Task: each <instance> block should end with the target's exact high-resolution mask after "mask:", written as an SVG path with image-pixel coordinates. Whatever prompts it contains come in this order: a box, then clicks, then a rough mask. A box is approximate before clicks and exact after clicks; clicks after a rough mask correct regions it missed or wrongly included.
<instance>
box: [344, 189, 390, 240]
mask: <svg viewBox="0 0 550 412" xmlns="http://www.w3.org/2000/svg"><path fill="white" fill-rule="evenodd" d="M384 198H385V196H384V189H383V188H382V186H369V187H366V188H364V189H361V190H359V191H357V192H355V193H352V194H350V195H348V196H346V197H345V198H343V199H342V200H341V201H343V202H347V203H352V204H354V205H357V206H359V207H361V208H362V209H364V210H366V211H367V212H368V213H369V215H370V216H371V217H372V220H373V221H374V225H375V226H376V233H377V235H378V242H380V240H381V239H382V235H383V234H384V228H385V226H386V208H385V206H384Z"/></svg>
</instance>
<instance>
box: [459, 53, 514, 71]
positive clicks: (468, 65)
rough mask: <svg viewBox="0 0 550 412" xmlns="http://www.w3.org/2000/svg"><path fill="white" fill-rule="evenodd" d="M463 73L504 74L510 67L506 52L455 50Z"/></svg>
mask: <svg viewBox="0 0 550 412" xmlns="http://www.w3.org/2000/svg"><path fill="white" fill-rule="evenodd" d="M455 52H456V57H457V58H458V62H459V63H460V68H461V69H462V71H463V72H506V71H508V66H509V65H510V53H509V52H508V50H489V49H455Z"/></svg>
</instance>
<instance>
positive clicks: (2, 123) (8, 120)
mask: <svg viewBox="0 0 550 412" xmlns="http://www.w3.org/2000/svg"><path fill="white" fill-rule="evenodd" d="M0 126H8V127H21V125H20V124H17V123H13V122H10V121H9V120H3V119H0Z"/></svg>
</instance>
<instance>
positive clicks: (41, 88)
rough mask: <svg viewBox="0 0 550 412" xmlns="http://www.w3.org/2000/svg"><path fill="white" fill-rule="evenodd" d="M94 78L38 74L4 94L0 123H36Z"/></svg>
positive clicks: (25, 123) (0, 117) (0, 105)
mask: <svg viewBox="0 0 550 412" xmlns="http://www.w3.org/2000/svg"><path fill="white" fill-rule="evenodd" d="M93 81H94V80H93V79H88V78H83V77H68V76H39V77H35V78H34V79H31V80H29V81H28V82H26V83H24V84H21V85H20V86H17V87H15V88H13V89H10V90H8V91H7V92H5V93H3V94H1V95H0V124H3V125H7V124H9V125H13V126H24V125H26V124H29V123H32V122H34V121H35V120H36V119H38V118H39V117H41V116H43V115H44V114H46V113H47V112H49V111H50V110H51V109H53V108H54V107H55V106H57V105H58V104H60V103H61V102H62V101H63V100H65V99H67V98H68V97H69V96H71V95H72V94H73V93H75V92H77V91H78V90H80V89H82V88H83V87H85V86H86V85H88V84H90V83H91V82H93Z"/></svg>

================

§ Prompt
Pick out each line of the items above in which the word "rough" appears, and copy those lines in full.

§ Written answer
Task: each <instance> block should end with the target's exact high-resolution mask after "mask:", written as an SVG path with image-pixel coordinates. Whatever prompts it contains come in this order: a box, then clicks, then a rough mask. A box is approximate before clicks and exact after clicks; clicks after a rough mask correct regions it missed or wrongly included.
rough mask: <svg viewBox="0 0 550 412" xmlns="http://www.w3.org/2000/svg"><path fill="white" fill-rule="evenodd" d="M463 73L504 74L510 67L506 52L455 50Z"/></svg>
rough mask: <svg viewBox="0 0 550 412" xmlns="http://www.w3.org/2000/svg"><path fill="white" fill-rule="evenodd" d="M94 78L38 74L4 94L0 123H36Z"/></svg>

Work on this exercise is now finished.